Il était clair à partir de cet instant qu’aucun militaire n’était prêt à mourir pour un régime désavoué par les urnes. Yaya Jammeh qui contrôle les services de renseignements dont la NIA (National Intelligence Agency) était au courant des défections. La démission de l’ensemble de ses ministres le laissera sans voix, le poussant à dissoudre le gouvernement.
informé de la situation au petit matin par son chef d’Etat-major, le général Ousmane Badjie , l’homme qui a régné de main de maître sur ce petit pays pendant 22 ans ne semblait plus avoir son assurance d’antan. « Toi aussi, tu me lâches, apostrophera t il brutalement le Général » Quelques heures plus tard, le chef des armées fera allégeance à Adama Barrow.

================================

À FAIRE »
**1.** D'après le texte sur Yaya Jammeh, qui l'a informé de la situation au petit matin ?
**2.** Poursuivez le texte sur Yaya Jammeh après sa dernière phrase.
Vous n'avez pas besoin des lignes.

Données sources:
================================

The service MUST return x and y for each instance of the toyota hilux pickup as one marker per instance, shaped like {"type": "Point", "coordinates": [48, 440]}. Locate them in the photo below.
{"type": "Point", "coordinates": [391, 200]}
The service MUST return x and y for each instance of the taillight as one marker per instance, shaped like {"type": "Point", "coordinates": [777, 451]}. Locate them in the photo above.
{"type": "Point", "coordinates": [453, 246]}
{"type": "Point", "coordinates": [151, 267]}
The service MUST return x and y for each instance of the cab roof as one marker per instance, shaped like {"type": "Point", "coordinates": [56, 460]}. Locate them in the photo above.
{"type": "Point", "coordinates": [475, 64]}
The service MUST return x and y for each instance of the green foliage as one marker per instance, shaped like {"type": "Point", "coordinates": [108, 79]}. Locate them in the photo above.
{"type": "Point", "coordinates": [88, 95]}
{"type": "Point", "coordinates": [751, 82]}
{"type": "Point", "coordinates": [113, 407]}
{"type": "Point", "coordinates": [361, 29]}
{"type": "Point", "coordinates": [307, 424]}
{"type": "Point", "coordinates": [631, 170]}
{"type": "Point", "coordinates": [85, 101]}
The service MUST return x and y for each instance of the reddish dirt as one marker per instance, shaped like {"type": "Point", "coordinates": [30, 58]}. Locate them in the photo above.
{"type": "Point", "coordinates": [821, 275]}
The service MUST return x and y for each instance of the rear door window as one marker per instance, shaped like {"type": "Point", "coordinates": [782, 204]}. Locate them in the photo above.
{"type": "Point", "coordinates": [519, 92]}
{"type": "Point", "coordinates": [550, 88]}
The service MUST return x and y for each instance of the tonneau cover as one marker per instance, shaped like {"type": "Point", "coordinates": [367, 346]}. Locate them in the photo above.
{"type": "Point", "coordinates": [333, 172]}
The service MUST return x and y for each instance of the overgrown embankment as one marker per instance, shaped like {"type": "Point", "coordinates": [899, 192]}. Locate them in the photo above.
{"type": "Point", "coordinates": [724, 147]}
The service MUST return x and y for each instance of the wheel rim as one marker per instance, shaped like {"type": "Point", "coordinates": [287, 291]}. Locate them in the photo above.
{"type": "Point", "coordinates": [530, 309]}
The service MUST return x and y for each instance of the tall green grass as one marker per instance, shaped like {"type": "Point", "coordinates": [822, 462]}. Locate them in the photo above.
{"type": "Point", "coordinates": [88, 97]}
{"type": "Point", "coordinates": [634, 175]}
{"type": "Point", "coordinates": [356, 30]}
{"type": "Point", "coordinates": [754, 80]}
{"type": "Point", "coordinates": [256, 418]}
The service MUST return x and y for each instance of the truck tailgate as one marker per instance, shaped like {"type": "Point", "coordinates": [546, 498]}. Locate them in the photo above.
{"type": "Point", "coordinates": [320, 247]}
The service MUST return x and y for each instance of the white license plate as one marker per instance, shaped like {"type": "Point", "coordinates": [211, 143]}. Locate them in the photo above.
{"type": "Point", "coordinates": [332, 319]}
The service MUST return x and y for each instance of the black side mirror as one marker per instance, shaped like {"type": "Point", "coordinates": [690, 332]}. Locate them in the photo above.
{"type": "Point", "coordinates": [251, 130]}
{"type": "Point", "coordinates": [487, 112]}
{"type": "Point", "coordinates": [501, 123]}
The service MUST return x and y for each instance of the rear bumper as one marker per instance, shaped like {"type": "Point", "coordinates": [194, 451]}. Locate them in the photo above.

================================

VOS RÉPONSES »
**1.** Son chef d'État-major, le général Ousmane Badjie.

**2.**
Présent sur les lieux en ce vendredi matin, le chef de la Police, Yankubac Sonko, tourne les talons, évitant le regard pénétrant du Babili Mansa. Modou Job de la Douane prend congé pour régler des urgences. Les têtes de l’armée prennent leurs distances avec l’homme fort de Banjul les unes après les autres.
Méfiant et psychologiquement affaibli, Jammeh, entre plusieurs séances mystiques, appellera au secours les présidents mauritanien et guinéen, ses deux dernières cartes. Mandatés par la CEDEAO, Aziz et Condé font du covoiturage aérien et rallient la capitale gambienne au terme d’une conférence de presse improvisée à Nouakchott. Au delà de la démocratie à restaurer, l’autre enjeu de ces négociations était de savoir lequel de Conakry, de Nouakchott ou de Dakar, tous trois membres de l’OMVS, allaient tirer son épingle du jeu dans une géopolitique régionale concurrentielle.
À midi, les présidents mauritanien et guinéen étaient à Banjul et parviendront à repousser l’ultimatum de 4 heures. C’est le début de la confusion.
En vingt quatre heures, Yahya Jammeh a revu beaucoup de ses prétentions à la baisse mais entretient le suspens par plusieurs volte-face et des évocations d’une illusoire résistance.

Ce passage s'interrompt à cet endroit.